== EXERCISE REQUIREMENTS ==
Can you write out every line of the records below again, requests included, shifting each coordinate in the answers up by 110 and leaving the requests unchanged?

(Coordinate annotation records)

--

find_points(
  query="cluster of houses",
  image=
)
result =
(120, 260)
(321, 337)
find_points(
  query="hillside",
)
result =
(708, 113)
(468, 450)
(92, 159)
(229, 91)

--

== EXERCISE SOLUTION ==
find_points(
  query="cluster of houses",
  image=
)
result =
(230, 370)
(431, 447)
find_points(
  query="hillside",
)
result =
(818, 223)
(578, 560)
(202, 269)
(339, 201)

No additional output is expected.